SET PROBLEM: Write out, unchanged, the lines from the one holding "Annotate each instance of the dark shadow" to the close of the listing. Both the first and last lines belong in it.

* begin TASK INPUT *

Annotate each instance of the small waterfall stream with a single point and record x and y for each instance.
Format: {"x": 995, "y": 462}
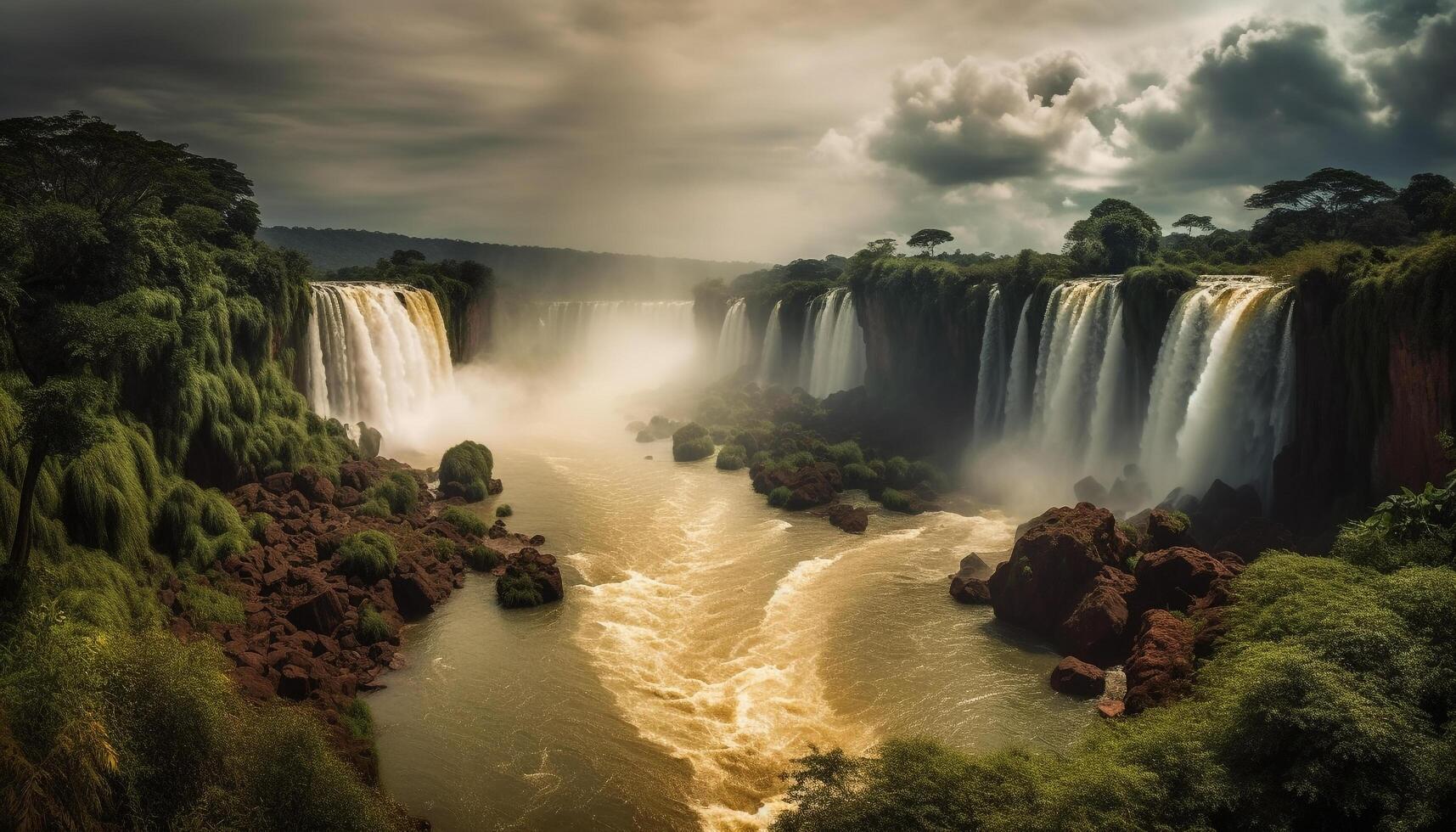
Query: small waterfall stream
{"x": 374, "y": 351}
{"x": 734, "y": 340}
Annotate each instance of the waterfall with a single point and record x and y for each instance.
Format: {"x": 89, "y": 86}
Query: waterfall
{"x": 734, "y": 340}
{"x": 835, "y": 346}
{"x": 1222, "y": 386}
{"x": 1020, "y": 374}
{"x": 376, "y": 353}
{"x": 772, "y": 354}
{"x": 991, "y": 382}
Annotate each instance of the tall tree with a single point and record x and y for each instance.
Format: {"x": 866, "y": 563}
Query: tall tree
{"x": 1116, "y": 236}
{"x": 928, "y": 239}
{"x": 1195, "y": 223}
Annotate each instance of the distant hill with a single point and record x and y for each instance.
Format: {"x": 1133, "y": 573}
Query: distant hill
{"x": 531, "y": 272}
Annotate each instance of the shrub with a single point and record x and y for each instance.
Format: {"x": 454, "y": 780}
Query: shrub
{"x": 517, "y": 589}
{"x": 859, "y": 475}
{"x": 209, "y": 605}
{"x": 899, "y": 502}
{"x": 464, "y": 471}
{"x": 731, "y": 458}
{"x": 692, "y": 441}
{"x": 484, "y": 559}
{"x": 398, "y": 492}
{"x": 372, "y": 628}
{"x": 464, "y": 522}
{"x": 368, "y": 554}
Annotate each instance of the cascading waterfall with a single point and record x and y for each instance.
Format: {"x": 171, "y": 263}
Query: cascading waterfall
{"x": 1219, "y": 401}
{"x": 378, "y": 353}
{"x": 991, "y": 379}
{"x": 1222, "y": 386}
{"x": 772, "y": 354}
{"x": 734, "y": 340}
{"x": 833, "y": 356}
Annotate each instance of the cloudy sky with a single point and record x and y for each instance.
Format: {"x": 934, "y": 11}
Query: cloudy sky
{"x": 751, "y": 128}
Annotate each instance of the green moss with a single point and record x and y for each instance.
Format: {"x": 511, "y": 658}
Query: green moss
{"x": 368, "y": 555}
{"x": 464, "y": 522}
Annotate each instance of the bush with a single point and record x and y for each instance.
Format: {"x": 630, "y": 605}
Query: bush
{"x": 517, "y": 589}
{"x": 209, "y": 605}
{"x": 368, "y": 555}
{"x": 484, "y": 559}
{"x": 464, "y": 471}
{"x": 692, "y": 441}
{"x": 398, "y": 492}
{"x": 731, "y": 458}
{"x": 372, "y": 628}
{"x": 464, "y": 522}
{"x": 899, "y": 502}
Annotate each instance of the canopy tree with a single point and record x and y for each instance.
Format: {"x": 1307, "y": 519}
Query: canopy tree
{"x": 928, "y": 239}
{"x": 1116, "y": 236}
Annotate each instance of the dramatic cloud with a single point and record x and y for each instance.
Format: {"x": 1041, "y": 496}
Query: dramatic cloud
{"x": 756, "y": 128}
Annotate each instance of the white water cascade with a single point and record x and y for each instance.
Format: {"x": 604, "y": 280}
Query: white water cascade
{"x": 1222, "y": 386}
{"x": 833, "y": 353}
{"x": 991, "y": 379}
{"x": 734, "y": 340}
{"x": 378, "y": 353}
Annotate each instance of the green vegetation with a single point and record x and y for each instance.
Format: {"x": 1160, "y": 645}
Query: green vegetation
{"x": 372, "y": 628}
{"x": 692, "y": 441}
{"x": 398, "y": 492}
{"x": 368, "y": 555}
{"x": 464, "y": 471}
{"x": 1328, "y": 704}
{"x": 464, "y": 522}
{"x": 517, "y": 589}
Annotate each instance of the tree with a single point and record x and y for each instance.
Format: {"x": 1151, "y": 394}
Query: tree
{"x": 928, "y": 239}
{"x": 1195, "y": 223}
{"x": 1116, "y": 236}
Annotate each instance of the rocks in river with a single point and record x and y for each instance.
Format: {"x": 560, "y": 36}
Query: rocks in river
{"x": 1161, "y": 665}
{"x": 970, "y": 590}
{"x": 1077, "y": 677}
{"x": 847, "y": 518}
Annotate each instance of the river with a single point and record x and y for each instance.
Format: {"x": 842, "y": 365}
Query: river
{"x": 705, "y": 642}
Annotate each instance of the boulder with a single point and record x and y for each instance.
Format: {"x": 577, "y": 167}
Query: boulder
{"x": 1252, "y": 538}
{"x": 322, "y": 612}
{"x": 847, "y": 518}
{"x": 970, "y": 590}
{"x": 1088, "y": 490}
{"x": 1174, "y": 579}
{"x": 1097, "y": 630}
{"x": 1054, "y": 565}
{"x": 1077, "y": 677}
{"x": 1159, "y": 667}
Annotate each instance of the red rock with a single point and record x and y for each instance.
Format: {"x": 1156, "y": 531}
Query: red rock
{"x": 1097, "y": 628}
{"x": 1077, "y": 677}
{"x": 1161, "y": 665}
{"x": 847, "y": 518}
{"x": 322, "y": 612}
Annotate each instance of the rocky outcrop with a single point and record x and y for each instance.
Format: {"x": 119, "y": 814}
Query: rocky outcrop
{"x": 1077, "y": 677}
{"x": 1161, "y": 665}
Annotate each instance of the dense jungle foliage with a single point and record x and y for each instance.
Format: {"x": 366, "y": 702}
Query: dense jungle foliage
{"x": 143, "y": 366}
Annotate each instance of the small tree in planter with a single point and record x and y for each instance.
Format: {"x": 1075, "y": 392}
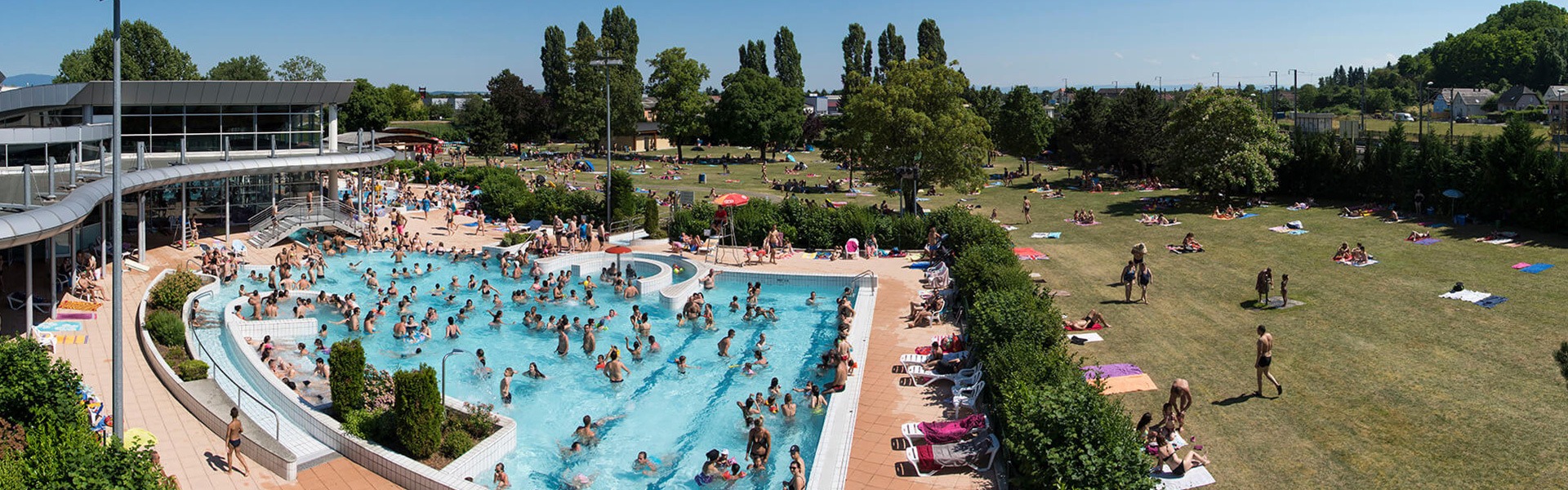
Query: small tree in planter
{"x": 349, "y": 376}
{"x": 419, "y": 412}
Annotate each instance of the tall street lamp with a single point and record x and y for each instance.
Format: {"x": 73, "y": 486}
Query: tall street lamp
{"x": 444, "y": 372}
{"x": 118, "y": 324}
{"x": 608, "y": 151}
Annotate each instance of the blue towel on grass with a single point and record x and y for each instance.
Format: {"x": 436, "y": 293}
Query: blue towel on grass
{"x": 1537, "y": 267}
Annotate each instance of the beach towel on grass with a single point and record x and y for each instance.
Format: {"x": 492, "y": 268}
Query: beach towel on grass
{"x": 1465, "y": 296}
{"x": 1087, "y": 336}
{"x": 1107, "y": 371}
{"x": 1126, "y": 384}
{"x": 1191, "y": 479}
{"x": 1026, "y": 253}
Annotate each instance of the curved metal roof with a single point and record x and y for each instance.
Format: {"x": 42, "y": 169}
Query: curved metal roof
{"x": 74, "y": 207}
{"x": 176, "y": 93}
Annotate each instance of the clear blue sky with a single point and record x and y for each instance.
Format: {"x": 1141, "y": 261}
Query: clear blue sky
{"x": 461, "y": 44}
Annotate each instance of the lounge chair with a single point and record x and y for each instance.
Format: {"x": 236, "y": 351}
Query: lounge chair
{"x": 979, "y": 454}
{"x": 924, "y": 377}
{"x": 941, "y": 432}
{"x": 968, "y": 396}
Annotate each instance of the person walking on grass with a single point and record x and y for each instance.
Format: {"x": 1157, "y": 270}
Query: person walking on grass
{"x": 1264, "y": 360}
{"x": 233, "y": 435}
{"x": 1264, "y": 285}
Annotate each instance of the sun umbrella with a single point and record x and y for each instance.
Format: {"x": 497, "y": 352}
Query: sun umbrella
{"x": 137, "y": 437}
{"x": 618, "y": 250}
{"x": 731, "y": 200}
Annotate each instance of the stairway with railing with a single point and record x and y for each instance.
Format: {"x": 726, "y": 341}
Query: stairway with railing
{"x": 294, "y": 214}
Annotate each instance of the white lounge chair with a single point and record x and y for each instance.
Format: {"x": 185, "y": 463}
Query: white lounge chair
{"x": 959, "y": 454}
{"x": 924, "y": 377}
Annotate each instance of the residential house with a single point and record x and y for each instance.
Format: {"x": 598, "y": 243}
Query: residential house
{"x": 1462, "y": 102}
{"x": 1518, "y": 98}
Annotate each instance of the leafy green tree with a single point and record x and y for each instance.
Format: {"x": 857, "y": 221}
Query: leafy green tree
{"x": 483, "y": 124}
{"x": 755, "y": 56}
{"x": 145, "y": 56}
{"x": 524, "y": 112}
{"x": 857, "y": 57}
{"x": 676, "y": 82}
{"x": 916, "y": 118}
{"x": 419, "y": 410}
{"x": 1022, "y": 127}
{"x": 758, "y": 110}
{"x": 554, "y": 60}
{"x": 930, "y": 42}
{"x": 889, "y": 51}
{"x": 301, "y": 68}
{"x": 240, "y": 68}
{"x": 786, "y": 59}
{"x": 405, "y": 102}
{"x": 1222, "y": 143}
{"x": 368, "y": 107}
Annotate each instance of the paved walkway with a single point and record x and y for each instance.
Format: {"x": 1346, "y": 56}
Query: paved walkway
{"x": 189, "y": 449}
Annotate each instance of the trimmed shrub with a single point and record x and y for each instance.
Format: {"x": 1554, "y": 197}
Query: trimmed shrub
{"x": 1005, "y": 314}
{"x": 192, "y": 369}
{"x": 35, "y": 388}
{"x": 347, "y": 376}
{"x": 419, "y": 412}
{"x": 369, "y": 425}
{"x": 167, "y": 328}
{"x": 172, "y": 291}
{"x": 457, "y": 443}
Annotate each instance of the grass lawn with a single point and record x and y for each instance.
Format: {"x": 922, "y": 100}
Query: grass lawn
{"x": 1387, "y": 385}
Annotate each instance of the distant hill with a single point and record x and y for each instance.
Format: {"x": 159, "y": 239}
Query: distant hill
{"x": 29, "y": 81}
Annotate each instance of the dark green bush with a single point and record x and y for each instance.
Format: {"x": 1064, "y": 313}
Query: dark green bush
{"x": 192, "y": 369}
{"x": 419, "y": 412}
{"x": 457, "y": 443}
{"x": 347, "y": 365}
{"x": 1005, "y": 314}
{"x": 172, "y": 291}
{"x": 1068, "y": 435}
{"x": 369, "y": 425}
{"x": 35, "y": 388}
{"x": 167, "y": 328}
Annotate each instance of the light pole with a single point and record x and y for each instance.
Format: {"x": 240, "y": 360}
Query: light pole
{"x": 118, "y": 324}
{"x": 444, "y": 372}
{"x": 608, "y": 151}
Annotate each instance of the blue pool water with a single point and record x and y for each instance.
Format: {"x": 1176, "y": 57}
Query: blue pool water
{"x": 675, "y": 416}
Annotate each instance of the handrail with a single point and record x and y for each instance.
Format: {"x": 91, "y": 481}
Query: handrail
{"x": 237, "y": 388}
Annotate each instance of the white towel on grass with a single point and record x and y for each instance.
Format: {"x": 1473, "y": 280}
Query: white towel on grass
{"x": 1192, "y": 479}
{"x": 1467, "y": 296}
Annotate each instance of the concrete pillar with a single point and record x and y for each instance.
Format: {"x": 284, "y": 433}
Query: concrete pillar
{"x": 332, "y": 127}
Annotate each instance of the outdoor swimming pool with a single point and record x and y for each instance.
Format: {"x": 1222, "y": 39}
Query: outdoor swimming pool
{"x": 673, "y": 416}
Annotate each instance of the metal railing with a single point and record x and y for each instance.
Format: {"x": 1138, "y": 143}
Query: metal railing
{"x": 237, "y": 388}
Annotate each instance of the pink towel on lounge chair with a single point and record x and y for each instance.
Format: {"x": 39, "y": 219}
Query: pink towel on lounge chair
{"x": 951, "y": 430}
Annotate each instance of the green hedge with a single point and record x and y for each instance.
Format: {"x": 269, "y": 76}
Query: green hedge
{"x": 192, "y": 369}
{"x": 167, "y": 328}
{"x": 172, "y": 291}
{"x": 419, "y": 412}
{"x": 347, "y": 365}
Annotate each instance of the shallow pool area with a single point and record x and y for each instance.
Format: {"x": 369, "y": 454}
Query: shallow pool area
{"x": 675, "y": 416}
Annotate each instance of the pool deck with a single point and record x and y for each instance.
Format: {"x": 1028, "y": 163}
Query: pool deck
{"x": 194, "y": 454}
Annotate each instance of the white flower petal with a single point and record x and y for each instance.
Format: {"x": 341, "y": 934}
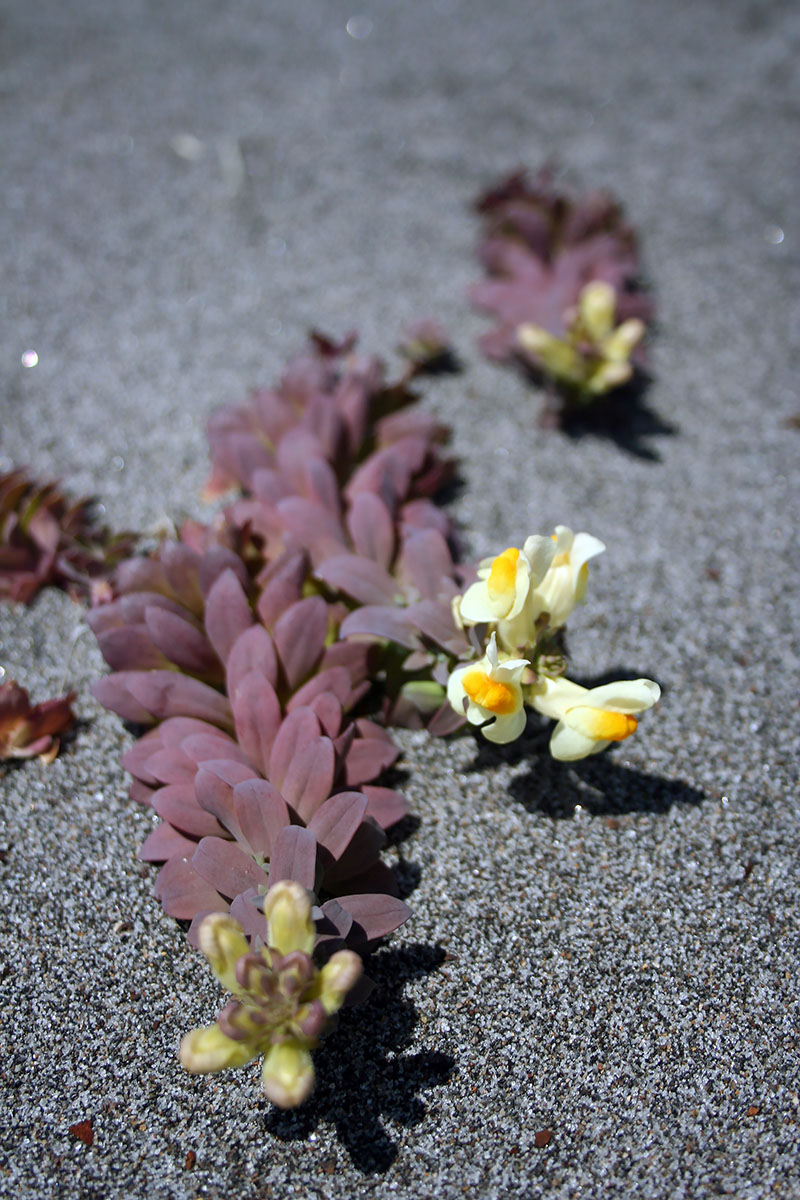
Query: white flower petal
{"x": 624, "y": 695}
{"x": 567, "y": 744}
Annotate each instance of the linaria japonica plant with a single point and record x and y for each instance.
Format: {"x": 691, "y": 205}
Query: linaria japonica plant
{"x": 564, "y": 283}
{"x": 48, "y": 539}
{"x": 266, "y": 653}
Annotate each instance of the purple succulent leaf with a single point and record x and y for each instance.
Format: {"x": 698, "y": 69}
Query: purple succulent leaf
{"x": 181, "y": 570}
{"x": 214, "y": 787}
{"x": 130, "y": 648}
{"x": 313, "y": 527}
{"x": 227, "y": 613}
{"x": 176, "y": 729}
{"x": 262, "y": 814}
{"x": 164, "y": 844}
{"x": 252, "y": 651}
{"x": 322, "y": 486}
{"x": 296, "y": 449}
{"x": 181, "y": 642}
{"x": 373, "y": 916}
{"x": 377, "y": 877}
{"x": 359, "y": 658}
{"x": 137, "y": 757}
{"x": 184, "y": 893}
{"x": 385, "y": 805}
{"x": 178, "y": 804}
{"x": 246, "y": 455}
{"x": 250, "y": 917}
{"x": 172, "y": 766}
{"x": 215, "y": 562}
{"x": 300, "y": 639}
{"x": 336, "y": 821}
{"x": 227, "y": 868}
{"x": 366, "y": 760}
{"x": 426, "y": 563}
{"x": 132, "y": 607}
{"x": 329, "y": 713}
{"x": 434, "y": 619}
{"x": 113, "y": 693}
{"x": 281, "y": 583}
{"x": 140, "y": 575}
{"x": 359, "y": 577}
{"x": 334, "y": 922}
{"x": 389, "y": 624}
{"x": 372, "y": 529}
{"x": 139, "y": 792}
{"x": 445, "y": 720}
{"x": 294, "y": 857}
{"x": 362, "y": 852}
{"x": 257, "y": 714}
{"x": 168, "y": 694}
{"x": 422, "y": 514}
{"x": 302, "y": 768}
{"x": 203, "y": 747}
{"x": 334, "y": 679}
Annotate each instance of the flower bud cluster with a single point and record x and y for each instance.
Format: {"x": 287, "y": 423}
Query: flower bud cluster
{"x": 282, "y": 1002}
{"x": 516, "y": 612}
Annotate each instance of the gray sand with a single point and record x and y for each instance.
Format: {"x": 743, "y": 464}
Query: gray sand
{"x": 623, "y": 935}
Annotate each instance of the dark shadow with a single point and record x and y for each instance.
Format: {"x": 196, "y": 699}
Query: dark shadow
{"x": 621, "y": 415}
{"x": 600, "y": 784}
{"x": 362, "y": 1075}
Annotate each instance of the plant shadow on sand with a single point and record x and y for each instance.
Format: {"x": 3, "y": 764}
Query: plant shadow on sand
{"x": 600, "y": 784}
{"x": 623, "y": 417}
{"x": 362, "y": 1075}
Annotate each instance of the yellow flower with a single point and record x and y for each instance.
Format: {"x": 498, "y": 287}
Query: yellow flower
{"x": 594, "y": 355}
{"x": 565, "y": 582}
{"x": 505, "y": 581}
{"x": 491, "y": 690}
{"x": 282, "y": 1002}
{"x": 589, "y": 719}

* end TASK INPUT *

EXERCISE RESPONSE:
Annotate each instance of the dark shadow with a single point and record x and y for each instance.
Format: {"x": 196, "y": 699}
Query: dark shadow
{"x": 621, "y": 415}
{"x": 600, "y": 784}
{"x": 362, "y": 1075}
Annotate each instance of the plant shadow on sand with a single point and record x and y for each instance.
Format: {"x": 3, "y": 764}
Query: plant shadow on sand
{"x": 600, "y": 784}
{"x": 623, "y": 417}
{"x": 362, "y": 1075}
Annotate each instance of the yellow flower with a single point and record x and y for each instance.
Format: {"x": 498, "y": 287}
Query: yellow flower
{"x": 594, "y": 355}
{"x": 565, "y": 582}
{"x": 505, "y": 581}
{"x": 491, "y": 690}
{"x": 282, "y": 1002}
{"x": 589, "y": 719}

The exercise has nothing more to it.